# Accucraft Walscherts Valve Gear



## fkrutzke (Jan 24, 2008)

The major complaint with the Accucraft Walscherts valve geared locomotives is the inaccurate geometry of the radius rod being at the top of the link when in forward gear.

This can be VERY EASILY remidied *WITHOUT CROSS PORTING* and still have proper movement of the johnson bar for the direction of travel.

See me at Diamondhead, I'll have it running on my coal fired K-27.

Torry


----------



## D&RGW 461 (Jun 4, 2009)

Torry, Looking forward to seeing what you did on yours so that I can correct that problem on my K-27 also. Do I need to bring any certain tools and/or materials ( brass stock ect.) with me to Diamondhead , or is it a little more to it than that ??? Thanks, See ya at DH. Chris Sortina SA # 20


----------



## tacfoley (Jan 3, 2008)

DATA SEGMENT =
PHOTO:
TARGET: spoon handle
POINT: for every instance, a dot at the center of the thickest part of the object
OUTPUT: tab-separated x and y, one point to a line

SHORT PROBLEM 1 =
In the thread on Accucraft valve gear, what is the major complaint about the Walscherts valve geared locomotives?
SHORT PROBLEM 2 =
Carry on the thread on Accucraft valve gear from the point at which it stops.
The material isn't needed for anything here.

EXPECTED ANSWER 1 =
The radius rod sits at the top of the link when in forward gear, which makes the geometry inaccurate.

EXPECTED ANSWER 2 =
Posted By fkrutzke on 05 Jan 2010 09:38 PM 
The major complaint with the Accucraft Walscherts valve geared locomotives is the inaccurate geometry of the radius rod being at the top of the link when in forward gear.

This can be VERY EASILY remidied *WITHOUT CROSS PORTING* and still have proper movement of the johnson bar for the direction of travel.

See me at Diamondhead, I'll have it running on my coal fired K-27.

Torry

Dear Mr Torry - It would be great if you could post details of this fix for those of us for whom a trip to DH is about as likely as a visit to Atlantis.

Although most of us over here seem to be happy with the latest British outline loco from AccuCraft - the excellent 'Countess/Earl', it is obvious to anybody who has seen the real thing that the valve gear is back-to-front, and looks very odd. 

Although I am not going to lie awake at nights fretting it, it would be great if you could share your expertise with those of us with less skill than you have.

tac
www.ovgrs.org


----------



## rodblakeman (Jan 2, 2008)

Terry, 
Torry has already discussed this with me and sent me the drawings for the rework of the reverser stand. There is some work involved to make the Johnson bar work in the correct orientation. If Torry has no objection I will pass on the drawings. I'll talk to him about it next week. 

Rod.


----------



## scottemcdonald (Jan 11, 2008)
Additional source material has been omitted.